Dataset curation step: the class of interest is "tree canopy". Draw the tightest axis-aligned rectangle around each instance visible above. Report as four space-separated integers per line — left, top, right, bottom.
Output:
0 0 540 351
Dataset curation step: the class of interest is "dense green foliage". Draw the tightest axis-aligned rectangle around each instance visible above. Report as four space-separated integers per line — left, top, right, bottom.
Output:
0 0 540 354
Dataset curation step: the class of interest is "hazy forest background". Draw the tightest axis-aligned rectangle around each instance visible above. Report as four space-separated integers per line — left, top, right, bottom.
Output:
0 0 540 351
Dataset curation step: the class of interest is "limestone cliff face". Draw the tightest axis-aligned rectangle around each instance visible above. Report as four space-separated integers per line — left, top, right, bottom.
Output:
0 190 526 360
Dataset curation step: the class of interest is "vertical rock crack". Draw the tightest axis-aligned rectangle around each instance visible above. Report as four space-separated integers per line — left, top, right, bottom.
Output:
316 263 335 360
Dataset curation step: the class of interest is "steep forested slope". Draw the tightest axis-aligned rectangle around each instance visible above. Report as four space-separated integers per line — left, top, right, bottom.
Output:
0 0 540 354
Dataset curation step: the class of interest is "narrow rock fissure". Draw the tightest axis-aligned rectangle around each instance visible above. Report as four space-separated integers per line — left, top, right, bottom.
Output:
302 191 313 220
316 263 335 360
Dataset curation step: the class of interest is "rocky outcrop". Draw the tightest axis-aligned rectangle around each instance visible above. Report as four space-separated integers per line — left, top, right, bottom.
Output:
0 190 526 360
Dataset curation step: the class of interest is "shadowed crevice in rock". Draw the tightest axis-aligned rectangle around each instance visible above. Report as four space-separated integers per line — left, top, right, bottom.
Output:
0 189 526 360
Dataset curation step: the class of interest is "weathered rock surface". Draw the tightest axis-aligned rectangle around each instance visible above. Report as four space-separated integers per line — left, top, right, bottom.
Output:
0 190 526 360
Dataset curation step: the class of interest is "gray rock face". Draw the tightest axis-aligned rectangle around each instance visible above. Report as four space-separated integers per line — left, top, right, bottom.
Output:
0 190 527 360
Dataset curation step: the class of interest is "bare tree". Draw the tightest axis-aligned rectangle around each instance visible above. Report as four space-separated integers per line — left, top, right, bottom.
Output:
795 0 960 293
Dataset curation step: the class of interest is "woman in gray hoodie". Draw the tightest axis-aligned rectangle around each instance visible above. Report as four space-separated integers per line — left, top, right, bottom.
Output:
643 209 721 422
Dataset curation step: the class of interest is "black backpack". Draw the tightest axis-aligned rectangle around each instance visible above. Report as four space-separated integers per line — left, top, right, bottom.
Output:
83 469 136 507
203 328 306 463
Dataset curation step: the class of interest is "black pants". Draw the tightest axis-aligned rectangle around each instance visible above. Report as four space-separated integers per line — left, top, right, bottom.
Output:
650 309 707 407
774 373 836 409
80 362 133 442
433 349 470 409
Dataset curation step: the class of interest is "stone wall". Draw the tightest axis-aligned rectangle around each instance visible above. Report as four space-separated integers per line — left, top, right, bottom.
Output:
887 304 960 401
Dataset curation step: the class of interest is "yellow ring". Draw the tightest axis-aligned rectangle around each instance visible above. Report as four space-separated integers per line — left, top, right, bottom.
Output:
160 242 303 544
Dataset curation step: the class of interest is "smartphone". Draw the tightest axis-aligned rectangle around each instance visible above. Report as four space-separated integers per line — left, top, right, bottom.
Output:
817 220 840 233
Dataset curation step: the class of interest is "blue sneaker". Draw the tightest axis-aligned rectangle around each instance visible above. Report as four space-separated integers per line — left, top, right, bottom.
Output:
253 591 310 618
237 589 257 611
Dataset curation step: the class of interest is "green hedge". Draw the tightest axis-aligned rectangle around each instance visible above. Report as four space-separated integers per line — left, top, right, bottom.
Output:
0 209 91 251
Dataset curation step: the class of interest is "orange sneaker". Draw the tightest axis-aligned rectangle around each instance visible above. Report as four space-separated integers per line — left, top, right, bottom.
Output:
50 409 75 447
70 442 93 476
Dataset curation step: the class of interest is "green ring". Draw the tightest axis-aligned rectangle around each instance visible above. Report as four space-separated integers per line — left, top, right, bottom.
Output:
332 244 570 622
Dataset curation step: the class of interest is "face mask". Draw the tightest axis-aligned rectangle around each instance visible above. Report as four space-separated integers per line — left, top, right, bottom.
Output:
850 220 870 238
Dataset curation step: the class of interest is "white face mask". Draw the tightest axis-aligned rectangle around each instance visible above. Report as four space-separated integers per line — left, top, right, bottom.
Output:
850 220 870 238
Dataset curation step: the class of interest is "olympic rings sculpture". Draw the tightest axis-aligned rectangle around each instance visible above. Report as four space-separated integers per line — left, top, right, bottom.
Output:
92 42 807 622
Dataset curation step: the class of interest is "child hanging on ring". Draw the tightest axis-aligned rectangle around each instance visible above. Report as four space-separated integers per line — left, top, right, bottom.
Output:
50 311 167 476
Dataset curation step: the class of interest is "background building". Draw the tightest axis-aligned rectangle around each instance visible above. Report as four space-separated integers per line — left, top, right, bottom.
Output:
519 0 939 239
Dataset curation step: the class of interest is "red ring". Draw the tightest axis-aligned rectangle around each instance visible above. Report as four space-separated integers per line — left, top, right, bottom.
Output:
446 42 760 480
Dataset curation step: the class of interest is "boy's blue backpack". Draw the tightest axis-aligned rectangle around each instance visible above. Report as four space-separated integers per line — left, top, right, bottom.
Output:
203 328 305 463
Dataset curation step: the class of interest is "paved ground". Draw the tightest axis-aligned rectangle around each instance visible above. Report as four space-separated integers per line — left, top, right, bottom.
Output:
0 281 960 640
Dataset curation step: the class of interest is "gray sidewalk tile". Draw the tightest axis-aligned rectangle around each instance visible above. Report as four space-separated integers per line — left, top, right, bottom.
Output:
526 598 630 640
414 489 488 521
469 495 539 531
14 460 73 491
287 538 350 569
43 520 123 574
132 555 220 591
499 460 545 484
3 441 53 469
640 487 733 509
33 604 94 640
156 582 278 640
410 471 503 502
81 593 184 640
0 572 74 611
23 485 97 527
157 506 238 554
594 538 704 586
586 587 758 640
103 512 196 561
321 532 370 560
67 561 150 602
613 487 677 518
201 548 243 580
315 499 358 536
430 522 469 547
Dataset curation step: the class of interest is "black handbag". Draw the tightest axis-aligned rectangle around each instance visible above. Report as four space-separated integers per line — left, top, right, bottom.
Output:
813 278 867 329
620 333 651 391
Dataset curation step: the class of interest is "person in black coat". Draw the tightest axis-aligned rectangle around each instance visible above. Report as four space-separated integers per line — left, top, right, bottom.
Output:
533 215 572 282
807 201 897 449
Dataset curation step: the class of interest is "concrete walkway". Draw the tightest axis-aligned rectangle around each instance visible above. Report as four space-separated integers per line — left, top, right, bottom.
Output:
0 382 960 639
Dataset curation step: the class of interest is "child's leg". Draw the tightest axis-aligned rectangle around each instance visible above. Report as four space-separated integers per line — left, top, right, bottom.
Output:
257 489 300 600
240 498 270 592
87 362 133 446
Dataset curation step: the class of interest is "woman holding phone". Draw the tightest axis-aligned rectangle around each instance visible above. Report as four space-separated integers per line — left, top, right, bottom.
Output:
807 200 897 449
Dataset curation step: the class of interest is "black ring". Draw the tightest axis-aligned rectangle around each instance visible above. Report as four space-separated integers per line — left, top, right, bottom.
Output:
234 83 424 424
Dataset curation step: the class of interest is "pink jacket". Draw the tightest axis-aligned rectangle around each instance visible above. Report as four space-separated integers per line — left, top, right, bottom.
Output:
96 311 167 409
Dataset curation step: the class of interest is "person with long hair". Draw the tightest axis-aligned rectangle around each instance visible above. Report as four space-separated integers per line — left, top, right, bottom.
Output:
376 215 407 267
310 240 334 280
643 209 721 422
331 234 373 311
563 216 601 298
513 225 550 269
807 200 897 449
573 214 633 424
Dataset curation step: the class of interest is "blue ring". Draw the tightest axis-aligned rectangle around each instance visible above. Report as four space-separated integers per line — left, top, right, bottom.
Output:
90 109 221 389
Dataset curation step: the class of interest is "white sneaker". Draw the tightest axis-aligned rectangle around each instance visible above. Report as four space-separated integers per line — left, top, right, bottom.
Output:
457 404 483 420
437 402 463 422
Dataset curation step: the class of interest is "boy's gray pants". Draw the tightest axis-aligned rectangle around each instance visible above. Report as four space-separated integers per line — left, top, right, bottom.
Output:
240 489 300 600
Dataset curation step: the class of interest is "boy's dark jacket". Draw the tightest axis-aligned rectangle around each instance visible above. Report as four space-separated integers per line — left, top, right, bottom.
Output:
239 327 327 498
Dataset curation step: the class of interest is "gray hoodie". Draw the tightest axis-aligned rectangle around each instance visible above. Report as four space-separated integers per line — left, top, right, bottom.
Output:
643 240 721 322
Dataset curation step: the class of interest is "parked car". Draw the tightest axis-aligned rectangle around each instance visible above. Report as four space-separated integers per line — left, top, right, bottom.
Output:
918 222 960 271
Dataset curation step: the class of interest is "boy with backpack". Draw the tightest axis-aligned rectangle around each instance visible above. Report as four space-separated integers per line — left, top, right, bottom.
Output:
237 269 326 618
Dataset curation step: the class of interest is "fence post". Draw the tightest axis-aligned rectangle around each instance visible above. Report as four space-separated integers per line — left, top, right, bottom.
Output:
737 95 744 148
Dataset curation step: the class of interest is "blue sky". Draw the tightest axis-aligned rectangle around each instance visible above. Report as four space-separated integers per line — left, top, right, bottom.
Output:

^^^^^^^^^^^^^^^^

GOAL OF THE EXERCISE: Report every line in the records that contains the word "tree", copying each one in full. Case counts.

CORRECT RESPONSE:
Dataset curation step: the class of interest is "tree canopy". Draw the tightest axis-aligned rectangle around each instance visible above. Report as four space-separated integers per line — left, top, right, bottom.
Dataset curation step: the class of interest is "bare tree". Draw the tightest axis-aligned rectangle around each instance visible above. Report as four space-separated integers per line — left, top, right, bottom.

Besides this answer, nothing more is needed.